-- RECORDS FOR THE TASK follows --

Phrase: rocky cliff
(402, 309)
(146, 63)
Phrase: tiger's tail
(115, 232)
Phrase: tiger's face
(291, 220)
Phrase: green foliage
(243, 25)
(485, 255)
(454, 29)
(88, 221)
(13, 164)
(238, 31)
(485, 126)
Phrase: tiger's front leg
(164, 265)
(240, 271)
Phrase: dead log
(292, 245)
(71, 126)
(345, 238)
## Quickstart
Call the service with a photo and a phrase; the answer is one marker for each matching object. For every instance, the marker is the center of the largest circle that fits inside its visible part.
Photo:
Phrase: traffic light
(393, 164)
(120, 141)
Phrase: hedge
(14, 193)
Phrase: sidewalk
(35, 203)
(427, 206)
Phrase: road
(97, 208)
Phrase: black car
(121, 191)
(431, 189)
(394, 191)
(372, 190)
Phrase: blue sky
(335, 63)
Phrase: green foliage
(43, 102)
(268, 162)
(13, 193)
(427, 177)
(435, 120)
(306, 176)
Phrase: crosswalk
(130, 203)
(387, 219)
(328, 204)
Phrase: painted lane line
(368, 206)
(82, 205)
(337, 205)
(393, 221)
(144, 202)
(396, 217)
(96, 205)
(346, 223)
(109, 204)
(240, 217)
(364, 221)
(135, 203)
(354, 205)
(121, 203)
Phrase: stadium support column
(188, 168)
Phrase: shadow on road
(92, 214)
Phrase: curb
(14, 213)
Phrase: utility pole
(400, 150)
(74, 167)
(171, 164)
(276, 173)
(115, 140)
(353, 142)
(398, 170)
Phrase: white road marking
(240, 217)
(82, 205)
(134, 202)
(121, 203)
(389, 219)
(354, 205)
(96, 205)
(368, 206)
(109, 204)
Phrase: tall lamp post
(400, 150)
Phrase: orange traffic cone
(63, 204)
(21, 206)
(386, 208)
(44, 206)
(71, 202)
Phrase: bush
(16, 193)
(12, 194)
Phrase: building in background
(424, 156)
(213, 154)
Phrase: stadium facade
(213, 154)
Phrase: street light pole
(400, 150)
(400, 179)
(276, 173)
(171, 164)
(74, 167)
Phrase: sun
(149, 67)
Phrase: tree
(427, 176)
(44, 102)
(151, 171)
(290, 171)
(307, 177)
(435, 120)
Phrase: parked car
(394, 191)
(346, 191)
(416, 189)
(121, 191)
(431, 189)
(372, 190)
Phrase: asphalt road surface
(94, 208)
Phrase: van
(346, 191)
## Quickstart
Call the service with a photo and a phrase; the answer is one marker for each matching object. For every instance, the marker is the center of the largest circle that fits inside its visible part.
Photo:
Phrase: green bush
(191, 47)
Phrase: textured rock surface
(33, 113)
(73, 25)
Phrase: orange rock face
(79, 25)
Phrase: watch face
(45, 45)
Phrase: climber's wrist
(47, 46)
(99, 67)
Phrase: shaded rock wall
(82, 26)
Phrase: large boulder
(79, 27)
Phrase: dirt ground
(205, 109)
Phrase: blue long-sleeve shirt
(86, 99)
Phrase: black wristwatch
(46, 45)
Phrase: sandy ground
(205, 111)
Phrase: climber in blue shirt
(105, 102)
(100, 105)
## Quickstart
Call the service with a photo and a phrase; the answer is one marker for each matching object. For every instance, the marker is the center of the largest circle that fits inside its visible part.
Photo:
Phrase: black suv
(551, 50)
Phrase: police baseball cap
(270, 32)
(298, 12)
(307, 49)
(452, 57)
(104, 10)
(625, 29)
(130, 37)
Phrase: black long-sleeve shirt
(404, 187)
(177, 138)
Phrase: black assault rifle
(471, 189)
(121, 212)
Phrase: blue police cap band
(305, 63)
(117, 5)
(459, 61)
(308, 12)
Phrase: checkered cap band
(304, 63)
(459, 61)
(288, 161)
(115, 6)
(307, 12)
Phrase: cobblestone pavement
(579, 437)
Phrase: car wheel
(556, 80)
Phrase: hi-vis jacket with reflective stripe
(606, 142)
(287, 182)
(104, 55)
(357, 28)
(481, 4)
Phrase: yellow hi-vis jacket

-- RECORDS FOR THE TASK concluded --

◆ **THE TASK**: Exact copy required. Retype all of the entries word for word.

◆ **SOLUTION TO THIS TASK**:
Phrase: rocky cliff
(402, 309)
(146, 63)
Phrase: tiger's tail
(115, 232)
Phrase: tiger's face
(291, 220)
Phrase: green foliage
(243, 25)
(485, 255)
(454, 29)
(88, 221)
(13, 164)
(238, 31)
(485, 126)
Phrase: tiger's front leg
(164, 265)
(240, 271)
Phrase: dead log
(292, 245)
(71, 126)
(345, 238)
## Quickstart
Call the service with a photo and a phrase; the answer is one marker for each matching object. For every instance, the marker is the center of the largest circle that fits inside its visible part.
Photo:
Phrase: traffic light
(393, 164)
(120, 141)
Phrase: hedge
(14, 193)
Phrase: sidewalk
(35, 203)
(427, 206)
Phrase: road
(97, 208)
Phrase: black car
(121, 191)
(431, 189)
(394, 191)
(372, 190)
Phrase: blue sky
(335, 63)
Phrase: green foliage
(43, 102)
(268, 162)
(13, 193)
(427, 177)
(435, 120)
(306, 176)
Phrase: crosswalk
(130, 203)
(387, 219)
(328, 204)
Phrase: painted lane line
(368, 206)
(82, 205)
(337, 205)
(393, 221)
(144, 202)
(396, 217)
(96, 205)
(346, 223)
(109, 204)
(240, 217)
(364, 221)
(135, 203)
(354, 205)
(121, 203)
Phrase: stadium support column
(188, 168)
Phrase: shadow on road
(92, 214)
Phrase: curb
(14, 213)
Phrase: utility pole
(400, 150)
(74, 167)
(171, 164)
(276, 173)
(115, 140)
(353, 142)
(398, 170)
Phrase: white road marking
(240, 217)
(82, 205)
(134, 202)
(121, 203)
(389, 219)
(354, 205)
(96, 205)
(368, 206)
(109, 204)
Phrase: tall lamp post
(400, 150)
Phrase: orange traffic cone
(63, 204)
(21, 206)
(386, 208)
(44, 206)
(71, 202)
Phrase: bush
(16, 193)
(12, 194)
Phrase: building in background
(424, 156)
(213, 154)
Phrase: stadium facade
(213, 154)
Phrase: street light pole
(400, 150)
(400, 179)
(276, 173)
(171, 164)
(74, 167)
Phrase: sun
(149, 67)
Phrase: tree
(427, 176)
(44, 102)
(151, 171)
(290, 171)
(307, 177)
(435, 120)
Phrase: parked car
(394, 191)
(346, 191)
(416, 189)
(121, 191)
(431, 189)
(372, 190)
Phrase: asphalt road surface
(94, 208)
Phrase: van
(346, 191)
## Quickstart
Call the service with a photo and a phrase; the answer is one marker for each matching object. For every instance, the marker is the center of the largest circle that fits inside its visible part.
Photo:
Phrase: green bush
(191, 47)
Phrase: textured rock surface
(33, 113)
(73, 25)
Phrase: orange rock face
(79, 25)
Phrase: watch face
(45, 45)
Phrase: climber's wrist
(47, 46)
(99, 67)
Phrase: shaded rock wall
(82, 26)
Phrase: large boulder
(79, 27)
Phrase: dirt ground
(205, 109)
Phrase: blue long-sleeve shirt
(86, 99)
Phrase: black wristwatch
(46, 45)
Phrase: sandy ground
(205, 111)
Phrase: climber in blue shirt
(105, 102)
(100, 105)
## Quickstart
Call the service with a photo and a phrase; the answer is one marker for each matching object. For every instance, the marker is the center of the largest circle that fits inside its visible part.
Photo:
Phrase: black suv
(551, 50)
Phrase: police baseball cap
(270, 32)
(298, 12)
(307, 49)
(452, 57)
(104, 10)
(625, 29)
(130, 37)
Phrase: black long-sleeve shirt
(404, 187)
(177, 138)
Phrase: black assault rifle
(471, 189)
(121, 212)
Phrase: blue police cap band
(305, 63)
(117, 5)
(459, 61)
(308, 12)
Phrase: checkered cap band
(304, 63)
(459, 61)
(288, 161)
(115, 6)
(307, 12)
Phrase: cobblestone pavement
(579, 437)
Phrase: car wheel
(556, 80)
Phrase: hi-vis jacket with reflective stripe
(606, 142)
(287, 182)
(104, 55)
(357, 28)
(481, 4)
Phrase: yellow hi-vis jacket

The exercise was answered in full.